Student Persistence: A Decline for Spring 2021 Enrollments?
The National Student Clearinghouse (NSC) provides enrollment reporting from colleges and universities that educate approximately 97% of all college students. Several times a year, they issue reports utilizing the aggregated data submitted by its institutional members.
Last week, the NSC issued a report about college student persistence that looks at the enrollment and re-enrollment data from the Fall 2019 first-time freshmen. The big headline is that only 74% of those first-time freshmen returned to college for their second year. This represents an unprecedented 2% drop for the first time since the NSC started tracking this data in 2009. The number was the lowest return rate recorded since 2012.
Community college students recorded the steepest year-over-year decline at 3.5% with an overall re-enrollment rate of 58.5%. On a positive note, the percentage of freshmen who transferred to another institution after their first year declined from 9.2% to 7.97%.
As usual, there was a notable difference between the retention and persistence rates of full-time versus part-time students. Out of the overall student persistence rate of 73.9%, full-time students persisted at an 80.9% rate while part-time students persisted at a 48.0% rate. Full-time students’ persistence rates declined 1.6% and part-time students’ persistence rates declined 4.3%.
There continues to be a sizable persistence gap by race and ethnicity. The highest persistence rate was achieved by Asian students at 86.5%, and the lowest was achieved by Black students at 64.9%. White students achieved a 79.3% persistence, and Latinx students achieved a 68.6% persistence.

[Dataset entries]
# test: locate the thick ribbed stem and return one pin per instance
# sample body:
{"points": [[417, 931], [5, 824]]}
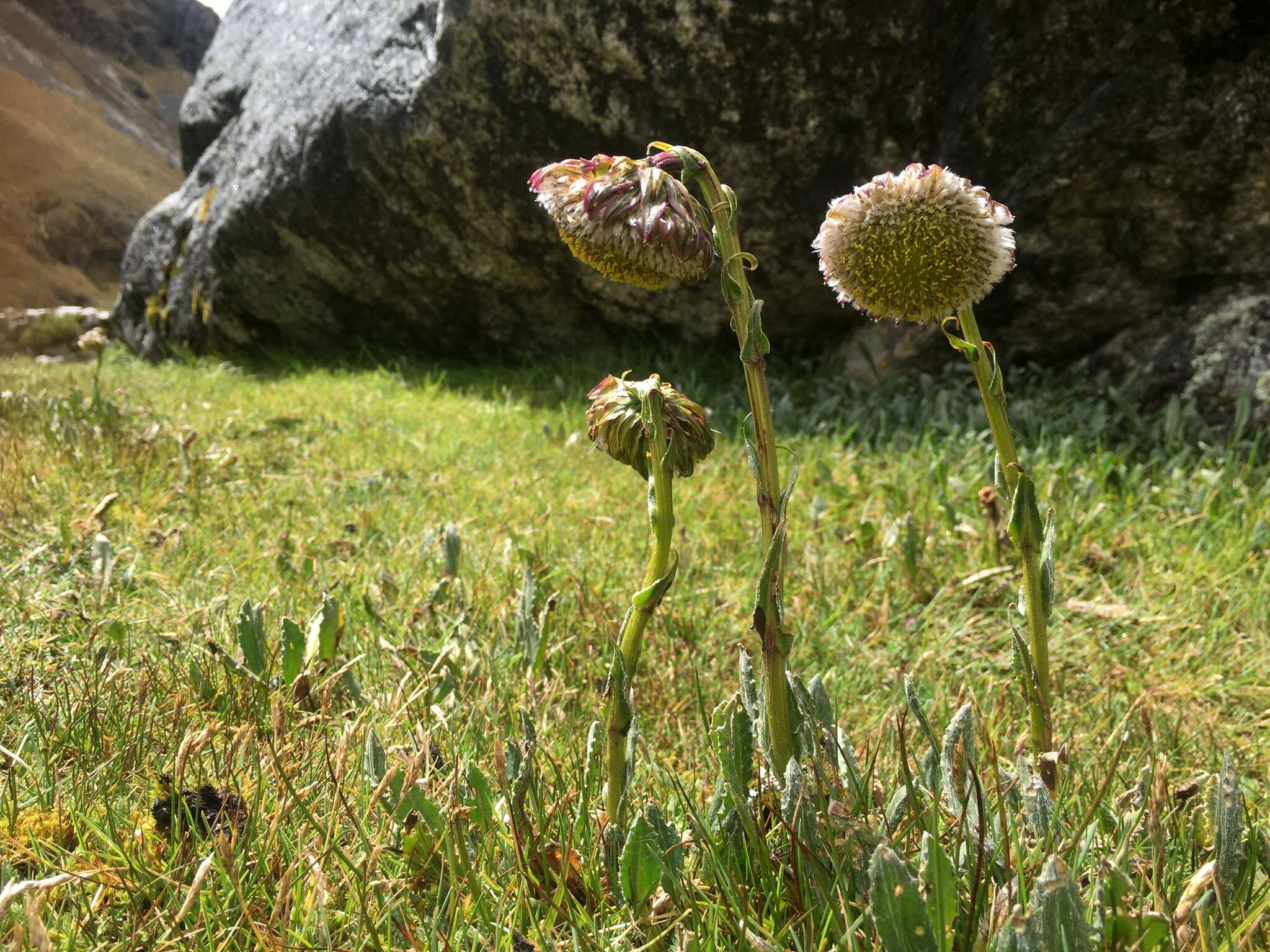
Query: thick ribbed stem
{"points": [[1038, 635], [741, 302], [660, 517]]}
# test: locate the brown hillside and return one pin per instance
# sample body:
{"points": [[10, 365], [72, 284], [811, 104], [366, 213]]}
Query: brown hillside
{"points": [[88, 143]]}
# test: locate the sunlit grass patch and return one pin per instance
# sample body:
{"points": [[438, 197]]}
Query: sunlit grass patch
{"points": [[134, 528]]}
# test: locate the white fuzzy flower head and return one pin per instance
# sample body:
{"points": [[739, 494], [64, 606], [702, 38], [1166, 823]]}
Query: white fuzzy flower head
{"points": [[629, 219], [915, 247]]}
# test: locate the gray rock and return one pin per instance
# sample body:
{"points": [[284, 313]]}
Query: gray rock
{"points": [[357, 167]]}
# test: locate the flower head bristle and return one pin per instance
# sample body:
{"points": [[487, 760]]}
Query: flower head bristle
{"points": [[629, 219], [915, 247], [616, 425]]}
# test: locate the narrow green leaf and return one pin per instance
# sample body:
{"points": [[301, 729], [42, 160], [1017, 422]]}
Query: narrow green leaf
{"points": [[1038, 804], [1025, 526], [591, 769], [1057, 912], [451, 547], [483, 799], [671, 845], [374, 759], [915, 705], [756, 342], [723, 730], [293, 651], [1047, 565], [895, 902], [324, 632], [798, 808], [1226, 810], [939, 888], [251, 637], [641, 866], [649, 598]]}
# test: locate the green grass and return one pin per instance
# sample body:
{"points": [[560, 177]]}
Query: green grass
{"points": [[280, 483]]}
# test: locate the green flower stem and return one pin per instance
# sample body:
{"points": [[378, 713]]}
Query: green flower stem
{"points": [[660, 517], [741, 302], [995, 404]]}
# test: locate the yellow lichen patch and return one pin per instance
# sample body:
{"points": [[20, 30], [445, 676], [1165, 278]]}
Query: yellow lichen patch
{"points": [[614, 266], [201, 304], [154, 309], [35, 828], [205, 207]]}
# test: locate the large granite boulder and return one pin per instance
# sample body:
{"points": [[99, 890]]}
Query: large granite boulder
{"points": [[357, 168]]}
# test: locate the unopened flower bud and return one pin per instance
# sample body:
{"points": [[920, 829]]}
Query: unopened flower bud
{"points": [[629, 219], [915, 247], [616, 425]]}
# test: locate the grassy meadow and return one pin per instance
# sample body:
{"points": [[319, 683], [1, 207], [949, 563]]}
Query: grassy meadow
{"points": [[379, 796]]}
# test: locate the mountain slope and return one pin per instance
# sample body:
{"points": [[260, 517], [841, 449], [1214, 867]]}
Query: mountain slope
{"points": [[89, 94]]}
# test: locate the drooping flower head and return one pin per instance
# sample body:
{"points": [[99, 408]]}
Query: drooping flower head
{"points": [[629, 219], [915, 247], [616, 425]]}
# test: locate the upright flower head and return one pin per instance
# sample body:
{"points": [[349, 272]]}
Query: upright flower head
{"points": [[616, 425], [94, 340], [915, 247], [629, 219]]}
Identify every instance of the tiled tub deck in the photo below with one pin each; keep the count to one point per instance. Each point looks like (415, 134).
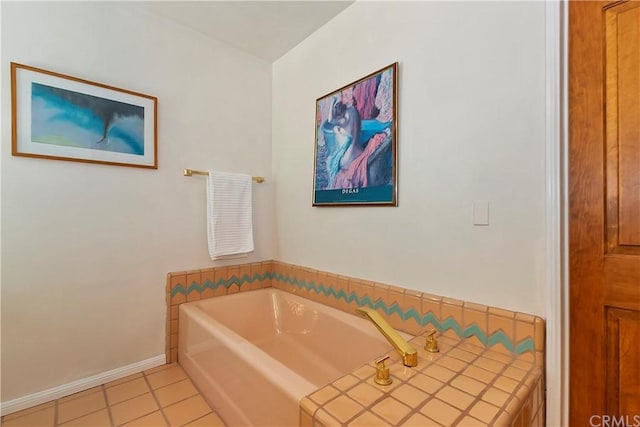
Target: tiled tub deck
(489, 370)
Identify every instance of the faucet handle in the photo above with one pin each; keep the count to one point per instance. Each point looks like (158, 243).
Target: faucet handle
(431, 345)
(382, 372)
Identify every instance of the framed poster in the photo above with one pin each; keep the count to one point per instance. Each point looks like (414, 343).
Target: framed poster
(355, 144)
(66, 118)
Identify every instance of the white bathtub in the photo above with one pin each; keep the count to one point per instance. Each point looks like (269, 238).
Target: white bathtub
(254, 355)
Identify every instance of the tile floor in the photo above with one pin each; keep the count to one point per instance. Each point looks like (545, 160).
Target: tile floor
(162, 396)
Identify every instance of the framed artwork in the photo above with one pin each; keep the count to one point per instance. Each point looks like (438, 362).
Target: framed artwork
(355, 145)
(66, 118)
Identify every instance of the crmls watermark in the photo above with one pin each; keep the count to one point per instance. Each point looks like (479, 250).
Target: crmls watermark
(614, 421)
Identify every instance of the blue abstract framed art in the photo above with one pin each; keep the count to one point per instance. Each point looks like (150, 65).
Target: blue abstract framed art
(355, 161)
(60, 117)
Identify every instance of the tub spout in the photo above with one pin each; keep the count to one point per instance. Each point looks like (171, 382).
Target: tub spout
(406, 350)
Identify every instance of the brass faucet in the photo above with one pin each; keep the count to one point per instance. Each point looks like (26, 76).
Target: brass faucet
(406, 350)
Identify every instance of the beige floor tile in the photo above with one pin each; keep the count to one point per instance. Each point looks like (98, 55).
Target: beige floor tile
(125, 391)
(123, 380)
(133, 408)
(186, 411)
(154, 419)
(40, 418)
(96, 419)
(27, 411)
(81, 406)
(175, 392)
(166, 377)
(160, 368)
(211, 420)
(80, 394)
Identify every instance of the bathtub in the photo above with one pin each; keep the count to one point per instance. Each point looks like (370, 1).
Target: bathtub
(254, 355)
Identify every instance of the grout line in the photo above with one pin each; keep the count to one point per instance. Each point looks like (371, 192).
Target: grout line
(153, 394)
(55, 412)
(199, 418)
(104, 392)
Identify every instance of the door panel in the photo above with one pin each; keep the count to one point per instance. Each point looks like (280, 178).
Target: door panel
(623, 363)
(604, 209)
(622, 104)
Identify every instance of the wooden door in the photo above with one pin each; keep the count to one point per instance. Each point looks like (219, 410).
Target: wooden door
(604, 212)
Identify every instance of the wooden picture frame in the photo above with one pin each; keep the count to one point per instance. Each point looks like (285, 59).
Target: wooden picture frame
(60, 117)
(355, 156)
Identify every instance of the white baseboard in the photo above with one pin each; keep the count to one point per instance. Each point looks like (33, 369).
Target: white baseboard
(79, 385)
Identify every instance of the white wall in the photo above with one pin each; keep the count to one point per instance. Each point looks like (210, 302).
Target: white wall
(86, 247)
(471, 127)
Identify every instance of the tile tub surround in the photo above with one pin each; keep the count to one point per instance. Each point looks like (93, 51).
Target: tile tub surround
(514, 339)
(415, 312)
(187, 286)
(463, 385)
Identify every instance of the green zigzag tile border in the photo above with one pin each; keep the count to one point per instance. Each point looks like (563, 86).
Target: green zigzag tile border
(498, 337)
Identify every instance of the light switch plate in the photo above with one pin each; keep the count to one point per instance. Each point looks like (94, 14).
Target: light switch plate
(481, 212)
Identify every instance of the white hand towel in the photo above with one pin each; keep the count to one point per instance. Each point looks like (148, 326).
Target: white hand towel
(229, 222)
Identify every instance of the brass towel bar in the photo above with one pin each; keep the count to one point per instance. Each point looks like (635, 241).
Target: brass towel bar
(189, 172)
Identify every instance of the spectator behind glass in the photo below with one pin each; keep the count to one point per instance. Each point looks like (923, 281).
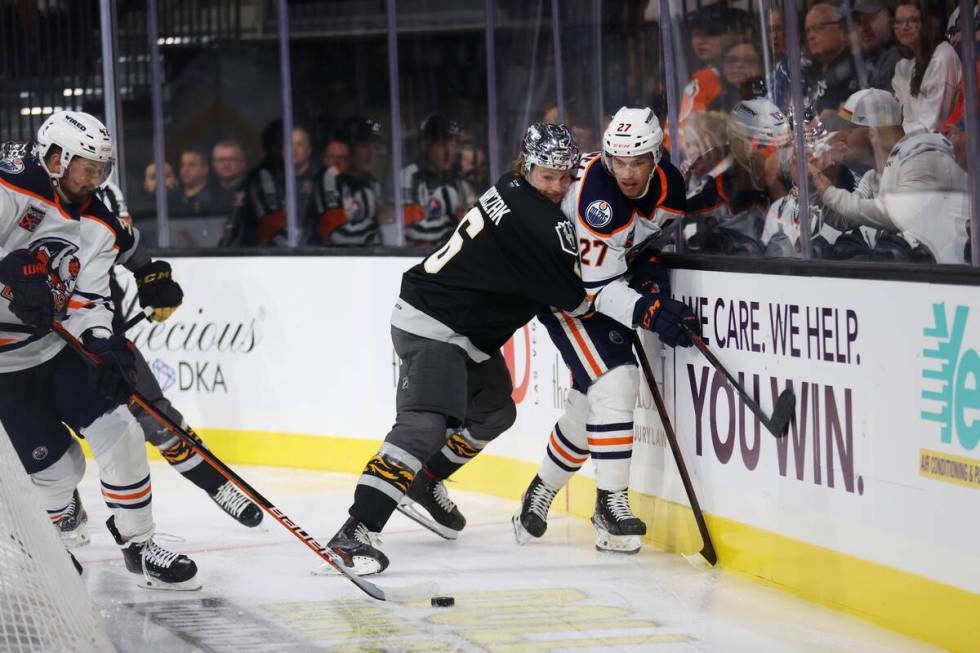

(Brief):
Copy out the passage in the student persistence report, everything from "As usual, there" down to "rates declined 4.3%.".

(Task output):
As usual, there was a notable difference between the retention and persistence rates of full-time versus part-time students. Out of the overall student persistence rate of 73.9%, full-time students persisted at an 80.9% rate while part-time students persisted at a 48.0% rate. Full-time students’ persistence rates declined 1.6% and part-time students’ persistence rates declined 4.3%.